» ИЗВЛЕЧЁННЫЙ ТЕКСТ
——————

Андре Агасси - Откровенно. Автобиография
— Ты, должно быть, Андре?
— Да.
— Я ТВОЙ дядя!
Он наклоняется и целует меня в щеку.
Внешне он — зеркальное отражение отца, зато по характеру — его полная противоположность. Отец-резкий, строгий, легко впадающий в гнев. А дядя Исар — мягкий, снисходительный, веселый. Очень одаренный человек — в Иране он был инженером — по вечерам помогает мне с домашними заданиями. После отцовских объяснений это настоящее облегчение. Главный педагогический прием отца — объяснить один раз, потом второй, потом наорать за то, что ты, идиот, не понял с первого раза. Дядя Исар объясняет, затем улыбается и ждет. Если ты не понял — не беда, он объяснит еще раз, еще более терпеливо. У него всегда хватает на это времени.
Я смотрю, как дядя Исар ходит по комнатам и коридорам нашего дома. Я повсюду следую за ним, как отец в детстве — за американскими и английскими солдатами. Познакомившись с дядей Исаром ближе, я полюбил висеть у него на плечах и раскачиваться, уцепившись за его руки. Ему это тоже нравится. Ему нравится устраивать кучу-малу, возиться и щекотаться с племянниками и племянницами. По вечерам я прячусь за входной дверью и неожиданно выскакиваю, когда он приходит: это его смешит. Громкий смех дяди Исара — полная противоположность звукам, издаваемым драконом.
Однажды дядя Исар отправляется в магазин. Я считаю минуты до его возвращения. Наконец, калитка отворяется и затворяется: значит, через двенадцать секунд он войдет в дом. Путь от калитки до двери всегда занимает ровно двенадцать секунд. Я прячусь, считаю до двенадцати и, как только дверь отворяется, выскакиваю из-за нее:
— Бу-у-у!
Это не дядя Исар. Это мой отец. Ошарашенный, он вскрикивает, делает шаг назад, затем резко выбрасывает кулак. Он вложил в удар лишь часть своего веса, и все же от его хука слева челюсть взорвалась болью, а я полетел вверх тормашками. Секунду назад я был вне себя от радости — и вот уже лежу на земле ошеломленный.
Отец стоит надо мной и хмурится: «Чего разлегся? Иди в свою комнату».
Я бегу в комнату и бросаюсь на кровать. Лежу там, вздрагивая, бесконечно долго. Час? Три? Наконец дверь отворяется, и я слышу отцовский голос:
— Бери ракетку, иди на корт.
Пора на битву с драконом.
Я бью по мячам полчаса. В голове у меня звенит, на глаза наплывают слезы.
— Бей сильнее! — кричит отец. — Черт возьми, бей сильнее! Только не в сетку, мать ее!

——————

» ПРЕДСТАВЛЕННЫЙ МАТЕРИАЛ
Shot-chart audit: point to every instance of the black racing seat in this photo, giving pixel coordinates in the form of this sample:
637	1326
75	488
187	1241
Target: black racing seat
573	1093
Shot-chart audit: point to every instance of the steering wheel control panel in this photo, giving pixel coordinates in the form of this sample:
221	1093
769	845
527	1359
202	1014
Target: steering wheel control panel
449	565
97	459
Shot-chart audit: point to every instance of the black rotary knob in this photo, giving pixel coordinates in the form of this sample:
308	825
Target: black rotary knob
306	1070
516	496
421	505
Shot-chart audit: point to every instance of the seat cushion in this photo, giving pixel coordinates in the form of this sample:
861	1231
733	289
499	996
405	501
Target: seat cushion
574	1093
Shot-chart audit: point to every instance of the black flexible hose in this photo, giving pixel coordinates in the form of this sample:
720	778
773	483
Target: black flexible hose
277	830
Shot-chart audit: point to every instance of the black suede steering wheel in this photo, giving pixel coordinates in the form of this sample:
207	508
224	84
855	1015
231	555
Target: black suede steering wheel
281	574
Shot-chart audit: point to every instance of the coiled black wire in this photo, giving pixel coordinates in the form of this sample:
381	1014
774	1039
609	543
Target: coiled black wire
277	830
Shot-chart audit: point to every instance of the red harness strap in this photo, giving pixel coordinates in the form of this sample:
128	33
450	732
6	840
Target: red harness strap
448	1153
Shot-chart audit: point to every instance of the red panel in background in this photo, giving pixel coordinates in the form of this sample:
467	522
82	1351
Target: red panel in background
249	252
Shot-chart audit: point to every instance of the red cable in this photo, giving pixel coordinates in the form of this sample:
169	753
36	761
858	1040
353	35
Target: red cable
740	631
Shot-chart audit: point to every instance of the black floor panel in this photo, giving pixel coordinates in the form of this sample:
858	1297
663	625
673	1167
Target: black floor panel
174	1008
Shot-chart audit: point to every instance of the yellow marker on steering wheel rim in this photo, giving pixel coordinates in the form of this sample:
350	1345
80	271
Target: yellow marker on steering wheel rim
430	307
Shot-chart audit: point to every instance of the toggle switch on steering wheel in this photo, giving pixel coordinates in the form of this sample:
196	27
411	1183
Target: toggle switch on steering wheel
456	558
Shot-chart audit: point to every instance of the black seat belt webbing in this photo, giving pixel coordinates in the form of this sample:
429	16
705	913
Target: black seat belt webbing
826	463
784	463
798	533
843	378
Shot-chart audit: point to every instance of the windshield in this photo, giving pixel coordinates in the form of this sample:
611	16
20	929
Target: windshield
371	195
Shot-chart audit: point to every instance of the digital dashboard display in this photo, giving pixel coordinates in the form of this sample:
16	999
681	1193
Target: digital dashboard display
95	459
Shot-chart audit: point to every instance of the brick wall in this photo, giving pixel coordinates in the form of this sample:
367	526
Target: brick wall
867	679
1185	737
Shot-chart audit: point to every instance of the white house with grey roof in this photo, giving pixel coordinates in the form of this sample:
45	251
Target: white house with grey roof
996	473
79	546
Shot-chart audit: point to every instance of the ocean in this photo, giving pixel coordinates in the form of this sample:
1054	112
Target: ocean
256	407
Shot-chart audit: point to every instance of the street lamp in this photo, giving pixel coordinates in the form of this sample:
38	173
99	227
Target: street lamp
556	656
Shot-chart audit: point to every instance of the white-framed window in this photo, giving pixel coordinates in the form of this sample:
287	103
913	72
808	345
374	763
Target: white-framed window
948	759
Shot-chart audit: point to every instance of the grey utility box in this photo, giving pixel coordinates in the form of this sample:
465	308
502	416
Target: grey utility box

——————

» ВАШЕ ЗАДАНИЕ
Перепишите отрывок из автобиографии Андре Агасси, начиная с «Я бегу в комнату» и заканчивая «сетку, мать ее!». Слова «на корт» замените на «на площадку».

» ПИСЬМЕННЫЙ ОТВЕТ
Я бегу в комнату и бросаюсь на кровать. Лежу там, вздрагивая, бесконечно долго. Час? Три? Наконец дверь отворяется, и я слышу отцовский голос:
— Бери ракетку, иди на площадку.
Пора на битву с драконом.
Я бью по мячам полчаса. В голове у меня звенит, на глаза наплывают слезы.
— Бей сильнее! — кричит отец. — Черт возьми, бей сильнее! Только не в сетку, мать ее!